» RECORDS FOR THIS EXERCISE:
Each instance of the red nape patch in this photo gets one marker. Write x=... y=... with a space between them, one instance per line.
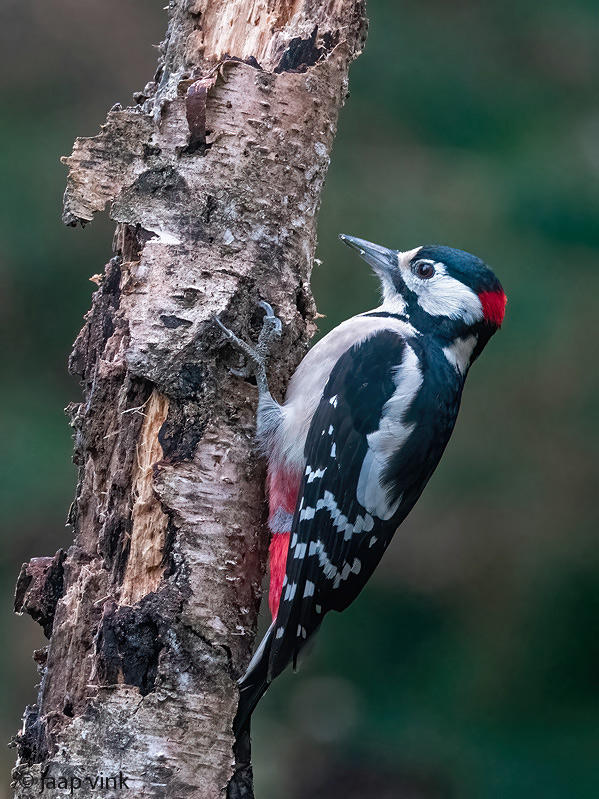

---

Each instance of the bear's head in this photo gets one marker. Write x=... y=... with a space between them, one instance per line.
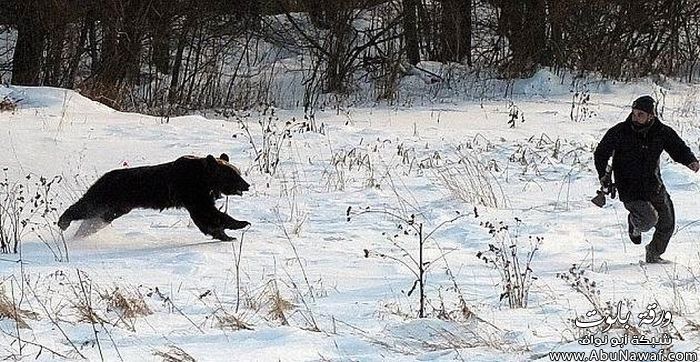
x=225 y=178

...

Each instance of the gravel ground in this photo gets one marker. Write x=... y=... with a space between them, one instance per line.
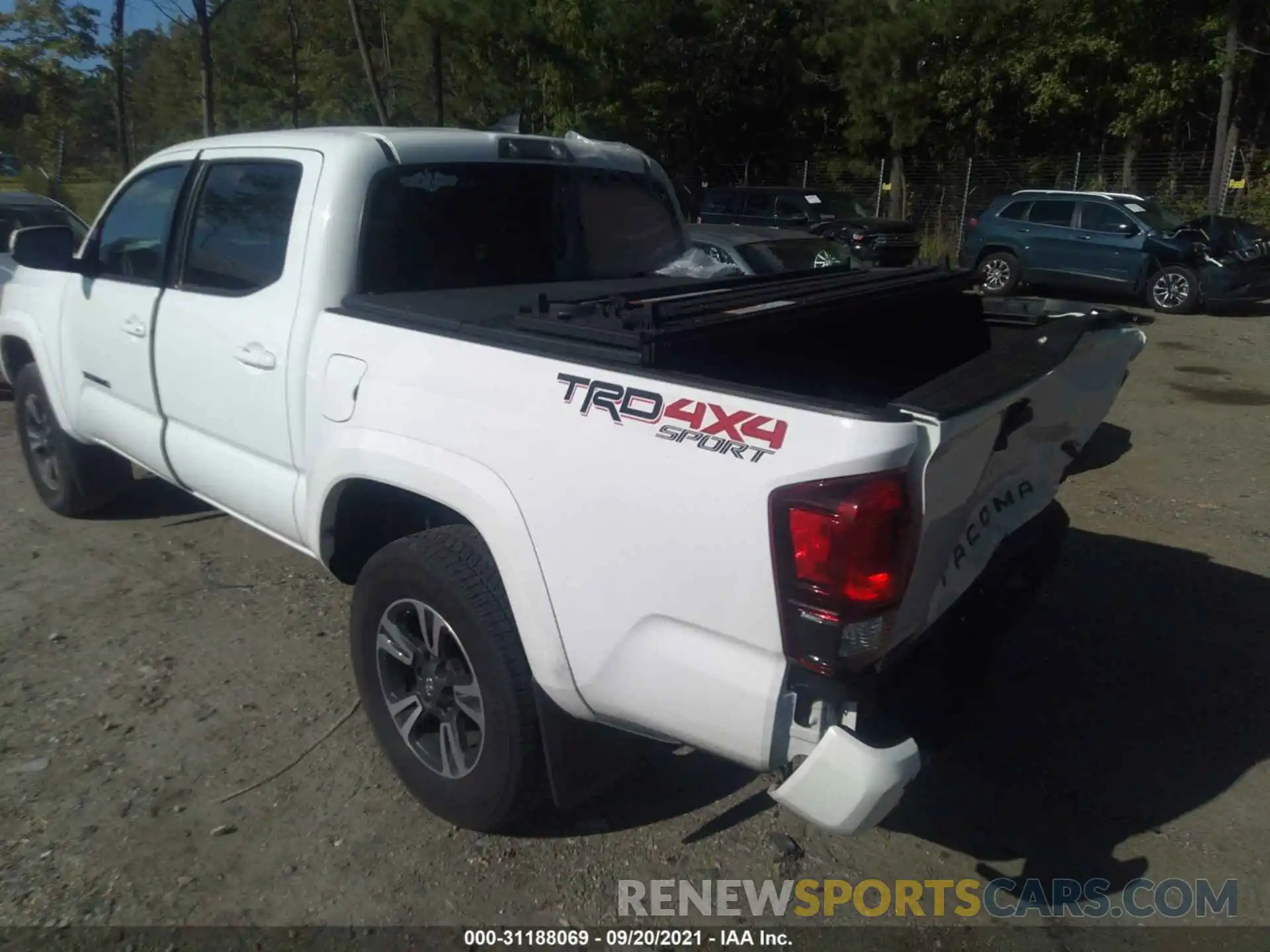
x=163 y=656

» AIM OF THE EXERCISE:
Copy the lines between the one holding "Each instance of the gravel" and the one holding "x=163 y=656", inclusive, leaving out the pictures.

» CORRECT OUTPUT:
Each instance of the gravel ground in this photo gets one marker. Write x=... y=... with a space between them, one instance per line.
x=163 y=656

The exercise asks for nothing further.